[Start Given records]

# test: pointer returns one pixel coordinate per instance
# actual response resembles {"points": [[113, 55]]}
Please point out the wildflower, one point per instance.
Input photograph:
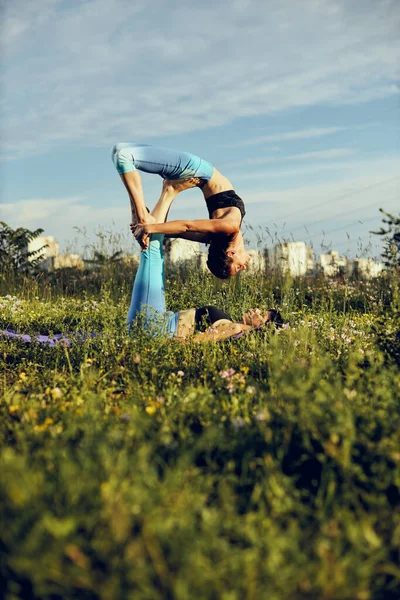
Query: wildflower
{"points": [[228, 373], [56, 393]]}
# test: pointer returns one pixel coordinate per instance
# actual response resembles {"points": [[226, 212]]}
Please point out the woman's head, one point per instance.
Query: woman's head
{"points": [[224, 261], [256, 318]]}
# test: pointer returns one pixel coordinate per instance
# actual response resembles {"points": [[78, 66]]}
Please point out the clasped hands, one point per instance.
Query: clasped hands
{"points": [[141, 233]]}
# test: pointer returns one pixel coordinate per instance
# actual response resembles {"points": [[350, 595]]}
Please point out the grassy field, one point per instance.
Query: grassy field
{"points": [[264, 468]]}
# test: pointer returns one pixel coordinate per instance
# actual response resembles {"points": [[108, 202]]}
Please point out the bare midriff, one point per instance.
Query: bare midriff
{"points": [[217, 184]]}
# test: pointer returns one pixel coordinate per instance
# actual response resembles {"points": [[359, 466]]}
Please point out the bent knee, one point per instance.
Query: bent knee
{"points": [[121, 155]]}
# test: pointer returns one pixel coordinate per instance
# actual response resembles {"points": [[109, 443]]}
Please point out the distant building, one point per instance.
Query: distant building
{"points": [[367, 268], [52, 260], [291, 257], [52, 246], [332, 264]]}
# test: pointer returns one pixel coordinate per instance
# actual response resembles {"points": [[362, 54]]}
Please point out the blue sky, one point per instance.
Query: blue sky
{"points": [[297, 102]]}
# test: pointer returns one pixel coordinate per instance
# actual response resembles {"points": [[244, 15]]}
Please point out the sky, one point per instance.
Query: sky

[End Given records]

> **Goal**:
Give the entries again without a single change, but with no pictures.

> **Result**:
# test: pointer returns one pixel coordinate per instance
# actual response resembles {"points": [[113, 55]]}
Please point out the wildflower, one point per instance.
Input photograph:
Query: wildflower
{"points": [[228, 373], [56, 393]]}
# test: pointer returns one pixel coordinate per instance
# actual response resembles {"points": [[226, 212]]}
Please point out the woman's head, one point per instance.
Query: woman's head
{"points": [[224, 261], [256, 318]]}
# test: pointer returns one pixel coordinate per instance
# actual response resembles {"points": [[78, 66]]}
Please point out the clasped hands, one point per instance.
Query: clasped hands
{"points": [[141, 233]]}
# test: pointer returns one pixel coordinate per instance
# actual response resembles {"points": [[350, 595]]}
Please point out the grassy field, one point per instance.
Query: grassy field
{"points": [[264, 468]]}
# test: pointer returns one pixel coordinate per instance
# actual response resembles {"points": [[108, 202]]}
Please point out the bare midriff, one point per instance.
Query: bare midriff
{"points": [[217, 184]]}
# test: pointer returns one pixel coordinate per instance
# actual response resembles {"points": [[359, 466]]}
Please point out the bent knee, one point per instance.
Query: bent knee
{"points": [[121, 155]]}
# test: pointer returns one pixel coordinate per instance
# actual response resembles {"points": [[109, 443]]}
Please point out the distant building, one point per instance.
Query: distant building
{"points": [[367, 268], [52, 260], [291, 257], [52, 246], [332, 264]]}
# test: pointer returns one pixel coordinate per instance
# actual response resembles {"points": [[362, 54]]}
Please point out the blue sky, one point per instance.
Query: blue sky
{"points": [[297, 102]]}
# test: pointer returns one pixel coordinate per instance
# actual response resembles {"points": [[244, 15]]}
Please point out the sky, one point per instance.
Query: sky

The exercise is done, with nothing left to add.